• **EXTRACTED DATA**
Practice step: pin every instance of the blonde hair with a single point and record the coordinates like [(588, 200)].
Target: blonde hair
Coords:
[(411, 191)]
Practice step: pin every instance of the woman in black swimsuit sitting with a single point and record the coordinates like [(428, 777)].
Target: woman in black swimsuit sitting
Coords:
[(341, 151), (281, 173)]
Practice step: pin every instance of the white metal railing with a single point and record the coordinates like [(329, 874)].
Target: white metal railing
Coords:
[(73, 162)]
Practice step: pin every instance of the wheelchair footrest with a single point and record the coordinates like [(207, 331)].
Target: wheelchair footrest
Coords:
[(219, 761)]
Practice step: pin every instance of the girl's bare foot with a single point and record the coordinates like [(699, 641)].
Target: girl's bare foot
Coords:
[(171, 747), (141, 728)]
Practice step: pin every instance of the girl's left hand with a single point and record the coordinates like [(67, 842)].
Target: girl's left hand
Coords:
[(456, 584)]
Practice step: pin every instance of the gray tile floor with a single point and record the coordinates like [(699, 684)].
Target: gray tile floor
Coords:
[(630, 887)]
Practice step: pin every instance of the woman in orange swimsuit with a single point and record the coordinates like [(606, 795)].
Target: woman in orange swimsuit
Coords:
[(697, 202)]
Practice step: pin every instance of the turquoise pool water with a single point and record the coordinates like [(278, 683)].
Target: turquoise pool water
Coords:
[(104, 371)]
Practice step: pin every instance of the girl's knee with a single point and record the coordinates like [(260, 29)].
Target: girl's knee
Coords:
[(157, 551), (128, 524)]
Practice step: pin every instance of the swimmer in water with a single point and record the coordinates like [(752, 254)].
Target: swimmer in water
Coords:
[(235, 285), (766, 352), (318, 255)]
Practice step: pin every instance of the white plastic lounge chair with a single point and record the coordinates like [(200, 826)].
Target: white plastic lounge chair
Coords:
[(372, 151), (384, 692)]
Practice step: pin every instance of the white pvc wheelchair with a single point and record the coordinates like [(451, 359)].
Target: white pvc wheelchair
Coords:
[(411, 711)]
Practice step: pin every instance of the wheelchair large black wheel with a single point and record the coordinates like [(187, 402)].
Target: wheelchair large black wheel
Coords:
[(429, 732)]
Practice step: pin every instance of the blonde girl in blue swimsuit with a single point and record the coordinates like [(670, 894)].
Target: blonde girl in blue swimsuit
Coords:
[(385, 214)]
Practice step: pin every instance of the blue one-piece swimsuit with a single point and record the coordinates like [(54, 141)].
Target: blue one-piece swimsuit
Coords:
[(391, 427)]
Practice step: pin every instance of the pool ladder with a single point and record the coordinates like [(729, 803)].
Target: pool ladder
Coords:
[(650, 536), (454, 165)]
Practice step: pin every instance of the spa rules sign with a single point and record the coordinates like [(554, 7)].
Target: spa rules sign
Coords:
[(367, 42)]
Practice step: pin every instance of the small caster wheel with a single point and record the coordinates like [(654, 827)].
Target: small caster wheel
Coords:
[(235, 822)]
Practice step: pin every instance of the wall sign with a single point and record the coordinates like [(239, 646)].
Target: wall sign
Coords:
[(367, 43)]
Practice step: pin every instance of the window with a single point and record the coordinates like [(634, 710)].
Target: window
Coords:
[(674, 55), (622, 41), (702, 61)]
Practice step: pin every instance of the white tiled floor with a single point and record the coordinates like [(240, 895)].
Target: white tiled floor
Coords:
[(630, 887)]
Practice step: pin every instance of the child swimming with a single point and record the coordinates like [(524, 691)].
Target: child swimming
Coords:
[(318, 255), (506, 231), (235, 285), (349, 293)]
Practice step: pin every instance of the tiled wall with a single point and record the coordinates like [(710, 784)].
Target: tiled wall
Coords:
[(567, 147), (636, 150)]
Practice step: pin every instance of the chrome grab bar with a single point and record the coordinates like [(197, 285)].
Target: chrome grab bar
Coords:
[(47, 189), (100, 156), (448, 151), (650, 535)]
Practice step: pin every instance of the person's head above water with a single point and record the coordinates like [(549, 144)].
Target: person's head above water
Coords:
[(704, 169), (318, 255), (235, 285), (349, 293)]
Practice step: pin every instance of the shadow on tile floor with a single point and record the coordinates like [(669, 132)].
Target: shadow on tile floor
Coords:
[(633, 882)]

• **TASK DETAILS**
Which lines run from the one containing "Target: blonde girl in blue swimsuit" to the final line of the entries? Return those lines exactly, and only those.

• **ANSWER TO THE PROBLEM**
Target: blonde girl in blue swimsuit
Coords:
[(385, 214)]
Practice step: pin every instance of the blue one-piece swimsuit with a single point and record the coordinates like [(54, 141)].
Target: blue one-piece swimsuit
Coords:
[(391, 427)]
Practice step: pin every instance of the pool ladder with a single point and record the coordinates like [(729, 803)].
Target: pool ladder
Coords:
[(650, 536), (454, 165)]
Practice step: pin every instance of the spa rules sign with a single point and record the coordinates like [(554, 7)].
Target: spa rules sign
Coords:
[(367, 42)]
Practice step: pin every instance of the small caster wheel with a single point and record the coordinates like [(654, 827)].
Target: small caster wheel
Coords:
[(235, 822)]
Practice step: pin every instance of the wall sign with a single point and record the coordinates like [(239, 646)].
Target: wall sign
Coords:
[(367, 43)]
Practice step: pin every instance of the window with a single point and record the coordinates like [(634, 710)].
Target: window
Coords:
[(674, 55), (622, 41), (702, 61)]
Practice step: pin every instance of the white tiled floor with a single point and record the coordinates like [(240, 895)].
Target: white tiled floor
Coords:
[(630, 887)]
Practice step: pin every instance of the child swimming with a single point and record the coordinates like [(524, 691)].
Target: child swimming
Coords:
[(318, 255), (506, 231), (235, 285), (349, 293)]
Practice step: pin every instance of the tiled wall with a single point and record the coordinates like [(710, 784)].
Target: tiled wall
Coords:
[(567, 147), (636, 150)]
Practice step: pin every instance of the chrome grab bar with a single point and record the coordinates like [(197, 285)].
Target: chrome grab bar
Coords:
[(47, 189), (100, 156), (448, 151), (650, 535)]
Practice step: pin every instance of the person's head above water with a single point and record the coordinates like [(549, 144)].
Target: person's head above water
Coords:
[(704, 169), (318, 255), (235, 285), (349, 293)]
Practice step: pin every instance of the shadow on tile floor with a single point and record the coordinates like [(669, 132)].
Target: shadow on tile floor
Coords:
[(633, 882)]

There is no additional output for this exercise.